(Directions for this task)
Present the data below as a numbered list, omitting any blank lines.
#### Records supplied
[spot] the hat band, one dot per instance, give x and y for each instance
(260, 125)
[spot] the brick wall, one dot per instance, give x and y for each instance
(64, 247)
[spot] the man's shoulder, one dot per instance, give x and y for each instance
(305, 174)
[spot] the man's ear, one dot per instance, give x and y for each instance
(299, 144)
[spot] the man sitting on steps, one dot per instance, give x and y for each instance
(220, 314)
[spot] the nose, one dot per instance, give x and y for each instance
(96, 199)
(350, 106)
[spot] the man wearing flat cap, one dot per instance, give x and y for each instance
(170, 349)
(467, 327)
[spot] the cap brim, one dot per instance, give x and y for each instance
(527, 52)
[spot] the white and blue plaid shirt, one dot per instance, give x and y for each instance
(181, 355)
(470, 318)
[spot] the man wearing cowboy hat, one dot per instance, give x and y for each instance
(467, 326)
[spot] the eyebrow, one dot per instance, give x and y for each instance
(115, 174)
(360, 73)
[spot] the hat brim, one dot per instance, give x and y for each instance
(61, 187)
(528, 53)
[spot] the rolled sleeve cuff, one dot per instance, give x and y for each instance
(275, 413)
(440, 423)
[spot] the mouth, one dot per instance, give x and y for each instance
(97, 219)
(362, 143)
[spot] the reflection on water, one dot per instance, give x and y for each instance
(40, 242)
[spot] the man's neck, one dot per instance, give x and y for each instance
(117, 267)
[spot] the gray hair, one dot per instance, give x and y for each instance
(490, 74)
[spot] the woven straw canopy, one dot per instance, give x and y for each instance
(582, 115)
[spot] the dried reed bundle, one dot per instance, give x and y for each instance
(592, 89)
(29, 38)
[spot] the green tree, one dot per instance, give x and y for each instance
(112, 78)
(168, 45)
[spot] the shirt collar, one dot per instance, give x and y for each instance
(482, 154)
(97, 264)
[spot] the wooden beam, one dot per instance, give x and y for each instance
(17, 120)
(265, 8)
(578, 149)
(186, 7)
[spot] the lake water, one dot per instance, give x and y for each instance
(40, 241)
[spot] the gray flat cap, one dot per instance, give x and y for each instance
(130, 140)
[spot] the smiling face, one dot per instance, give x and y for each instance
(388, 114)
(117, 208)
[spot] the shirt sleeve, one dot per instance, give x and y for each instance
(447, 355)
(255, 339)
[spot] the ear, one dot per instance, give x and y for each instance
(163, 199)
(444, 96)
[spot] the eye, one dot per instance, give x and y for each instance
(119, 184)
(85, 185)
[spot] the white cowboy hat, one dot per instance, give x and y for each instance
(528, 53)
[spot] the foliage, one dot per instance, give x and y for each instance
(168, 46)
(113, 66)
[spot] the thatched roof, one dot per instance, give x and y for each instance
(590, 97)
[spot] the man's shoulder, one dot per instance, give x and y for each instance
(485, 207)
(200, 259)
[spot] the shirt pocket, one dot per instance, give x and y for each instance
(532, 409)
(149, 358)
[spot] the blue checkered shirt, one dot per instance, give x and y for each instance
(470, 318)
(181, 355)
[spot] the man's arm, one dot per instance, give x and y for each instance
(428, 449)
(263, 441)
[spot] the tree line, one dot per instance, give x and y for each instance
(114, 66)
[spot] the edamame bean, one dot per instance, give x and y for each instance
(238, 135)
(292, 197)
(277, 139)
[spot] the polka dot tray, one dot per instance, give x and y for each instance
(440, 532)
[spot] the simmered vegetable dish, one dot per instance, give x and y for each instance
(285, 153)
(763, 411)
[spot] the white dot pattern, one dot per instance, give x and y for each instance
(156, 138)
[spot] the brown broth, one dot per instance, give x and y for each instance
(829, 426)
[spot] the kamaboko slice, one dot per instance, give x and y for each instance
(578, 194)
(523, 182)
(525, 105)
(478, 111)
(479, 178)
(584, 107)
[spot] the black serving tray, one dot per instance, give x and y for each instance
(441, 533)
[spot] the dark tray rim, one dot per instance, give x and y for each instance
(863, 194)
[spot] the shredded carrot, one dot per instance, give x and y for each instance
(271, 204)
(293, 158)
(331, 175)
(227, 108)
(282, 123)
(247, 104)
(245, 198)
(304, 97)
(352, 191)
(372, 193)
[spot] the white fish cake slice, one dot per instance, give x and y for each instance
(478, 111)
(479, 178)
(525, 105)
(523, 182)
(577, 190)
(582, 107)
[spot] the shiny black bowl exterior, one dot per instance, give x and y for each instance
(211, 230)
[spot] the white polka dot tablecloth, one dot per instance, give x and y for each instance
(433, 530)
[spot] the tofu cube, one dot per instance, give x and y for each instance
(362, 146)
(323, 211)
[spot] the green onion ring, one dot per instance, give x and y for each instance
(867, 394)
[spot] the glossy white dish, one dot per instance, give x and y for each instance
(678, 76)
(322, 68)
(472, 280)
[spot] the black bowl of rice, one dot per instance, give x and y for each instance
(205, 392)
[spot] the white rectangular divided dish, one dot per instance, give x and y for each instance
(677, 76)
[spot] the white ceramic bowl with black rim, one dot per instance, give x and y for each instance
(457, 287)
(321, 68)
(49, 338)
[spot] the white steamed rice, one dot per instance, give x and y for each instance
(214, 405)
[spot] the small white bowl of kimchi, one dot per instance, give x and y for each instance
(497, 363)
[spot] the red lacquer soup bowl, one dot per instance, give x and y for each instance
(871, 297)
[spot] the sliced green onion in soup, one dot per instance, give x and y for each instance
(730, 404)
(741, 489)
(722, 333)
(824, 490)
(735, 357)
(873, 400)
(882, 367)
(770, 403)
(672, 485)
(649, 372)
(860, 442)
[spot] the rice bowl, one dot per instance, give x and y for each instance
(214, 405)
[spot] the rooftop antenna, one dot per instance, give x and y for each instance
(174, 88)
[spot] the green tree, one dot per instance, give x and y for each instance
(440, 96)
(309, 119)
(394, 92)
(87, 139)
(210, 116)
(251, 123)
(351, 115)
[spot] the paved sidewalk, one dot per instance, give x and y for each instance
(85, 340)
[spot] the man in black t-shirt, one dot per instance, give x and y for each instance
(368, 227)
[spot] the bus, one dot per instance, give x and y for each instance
########
(Full solution)
1. [spot] the hat band, one dot per instance, give x and y for each instance
2. (260, 125)
3. [spot] the brick wall, one dot per instance, give x and y for each instance
4. (64, 247)
5. [spot] the man's shoulder, one dot per instance, give x and y for each instance
6. (305, 174)
7. [spot] the man's ear, one dot per instance, give x and y for each instance
8. (299, 144)
9. [spot] the man sitting on steps, one dot per instance, give x and y for each instance
10. (220, 314)
11. [spot] the nose, one dot per instance, give x and y for each instance
12. (96, 199)
13. (350, 106)
14. [spot] the man wearing flat cap, one dot per instance, give x and y for each instance
15. (170, 349)
16. (467, 327)
17. [spot] the cap brim, one dot per instance, give x and y for each instance
18. (527, 52)
19. [spot] the white and blue plaid shirt, one dot per instance, give x and y for each instance
20. (181, 355)
21. (470, 318)
22. [spot] the man wearing cowboy hat, one dot per instance, give x and y for each instance
23. (467, 326)
24. [spot] the eyebrow, one dot per instance, give x and y for each instance
25. (115, 174)
26. (360, 73)
27. [spot] the hat brim, one dot per instance, give x and y for each instance
28. (61, 187)
29. (528, 53)
30. [spot] the rolled sleeve cuff, one dot per instance, give x and y for each instance
31. (275, 413)
32. (440, 423)
33. [spot] the mouth, one dot per instance, give x and y for each instance
34. (97, 219)
35. (362, 143)
36. [spot] the reflection on water, one dot per instance, give x and y for each instance
37. (40, 242)
38. [spot] the man's neck, one dot per instance, give x and y for each instance
39. (117, 267)
40. [spot] the gray hair, one dot per instance, give x and y for each instance
41. (490, 74)
42. [spot] the woven straw canopy, one dot per instance, give x and y for each instance
43. (582, 115)
44. [spot] the dried reed bundle, one dot per instance, give x and y for each instance
45. (592, 89)
46. (29, 38)
47. [spot] the green tree, one dot per instance, give x and y for each instance
48. (112, 78)
49. (168, 45)
50. [spot] the shirt collar, one dot per instance, give x and y for each instance
51. (482, 154)
52. (97, 264)
53. [spot] the wooden beam, one dot per instance, give x and y for each instance
54. (17, 120)
55. (265, 8)
56. (578, 149)
57. (186, 7)
58. [spot] the lake water, one dot per instance, give x and y for each instance
59. (40, 241)
60. [spot] the gray flat cap, one dot per instance, give x and y for each instance
61. (130, 140)
62. [spot] the smiling face, one dot per instance, give x and y for each instance
63. (388, 114)
64. (117, 208)
65. [spot] the shirt sleeve, one dot per instance, give x and y for each instance
66. (447, 355)
67. (255, 339)
68. [spot] the ear, one dot per instance, give x and y for each instance
69. (163, 199)
70. (444, 96)
71. [spot] the eye, one dot per instance, give x and y for each instance
72. (119, 184)
73. (85, 185)
74. [spot] the white cowboy hat, one dot per instance, give x and y for each instance
75. (528, 53)
76. [spot] the foliage, one dot per instance, give x and y for each instance
77. (168, 46)
78. (113, 66)
79. [spot] the thatched roof, one dot per instance, give x and y for each instance
80. (590, 97)
81. [spot] the man's shoulder, one dot per instance, give x and y for each instance
82. (485, 207)
83. (200, 259)
84. [spot] the shirt pocket, one dot per instance, give x and y for each instance
85. (532, 409)
86. (149, 358)
87. [spot] the blue checkered shirt, one dot per instance, give x and y for each instance
88. (470, 318)
89. (181, 355)
90. [spot] the man's arm, one dot per instance, give x and y for each instance
91. (428, 449)
92. (263, 441)
93. [spot] the tree line, one dot per instance, give x and y for each instance
94. (114, 66)
95. [spot] the edamame bean, one dot per instance, give x and y for each instance
96. (238, 135)
97. (292, 197)
98. (277, 139)
99. [spot] the polka dot tray, one dot per instance, give x and y for each instance
100. (440, 532)
101. [spot] the simmered vegetable dish, one dot per instance, give x and y for each instance
102. (285, 153)
103. (763, 411)
104. [spot] the white dot pattern, one dot per instance, give x and y for each instance
105. (156, 138)
106. [spot] the brown broth, one dot per instance, give x and y for each instance
107. (829, 426)
108. [spot] the kamaboko slice, one dot per instance, give x and y for each instance
109. (578, 194)
110. (523, 182)
111. (525, 105)
112. (478, 111)
113. (479, 178)
114. (584, 107)
115. [spot] the black serving tray, one dot per instance, give x and y for each instance
116. (441, 533)
117. [spot] the dark tray rim, one dot per instance, give x and y for each instance
118. (863, 194)
119. [spot] the shredded carrot, one dot per instance, give x and y for each instance
120. (271, 204)
121. (293, 158)
122. (331, 175)
123. (227, 108)
124. (282, 123)
125. (247, 104)
126. (245, 198)
127. (304, 97)
128. (352, 191)
129. (372, 193)
130. [spot] the white fish cake slice, one dot per instance, give x and y for each instance
131. (478, 111)
132. (479, 178)
133. (525, 105)
134. (523, 182)
135. (577, 190)
136. (582, 107)
137. [spot] the shiny black bowl exterior, one dot per instance, give x and y for each instance
138. (211, 230)
139. [spot] the white polka dot tablecloth, one dot per instance, give x and y for each instance
140. (433, 530)
141. [spot] the tofu cube, one dot per instance, give x and y for each instance
142. (362, 146)
143. (323, 211)
144. [spot] the green onion ring, one dot per instance, give x and y for each instance
145. (867, 394)
146. [spot] the glossy white dish, one dot per instance, give x and y for each instance
147. (678, 76)
148. (322, 68)
149. (472, 280)
150. [spot] the black bowl of rice, one dot per instance, give x and y for each instance
151. (205, 392)
152. [spot] the white rectangular divided dish, one dot per instance, give x and y for each instance
153. (677, 76)
154. [spot] the white ceramic bowl with black rim, one dot per instance, give x and y for each instance
155. (457, 287)
156. (321, 68)
157. (49, 338)
158. [spot] the white steamed rice, one dot per instance, give x and y for each instance
159. (214, 405)
160. [spot] the small white bowl of kimchi, one dot per instance, give x and y for each instance
161. (497, 363)
162. [spot] the red lacquer soup bowl, one dot per instance, give x and y for each instance
163. (871, 297)
164. [spot] the sliced green onion in soup, one dot per instance, give x and y for each instance
165. (730, 404)
166. (741, 489)
167. (722, 333)
168. (824, 490)
169. (735, 357)
170. (873, 400)
171. (882, 367)
172. (770, 403)
173. (672, 485)
174. (649, 372)
175. (860, 442)
176. [spot] the rice bowl, one dot per instance, give x and y for each instance
177. (214, 405)
178. [spot] the rooftop antenna, one dot per instance, give x and y for each instance
179. (174, 88)
180. [spot] the green tree, one dot per instance, give x and y for each instance
181. (440, 96)
182. (309, 119)
183. (394, 92)
184. (87, 139)
185. (210, 116)
186. (251, 123)
187. (351, 115)
188. [spot] the paved sidewalk, one dot per instance, give x and y for each instance
189. (85, 340)
190. [spot] the man in black t-shirt, one dot per instance, give x and y for each instance
191. (368, 227)
192. [spot] the bus, one dot per instance, give x and y for each instance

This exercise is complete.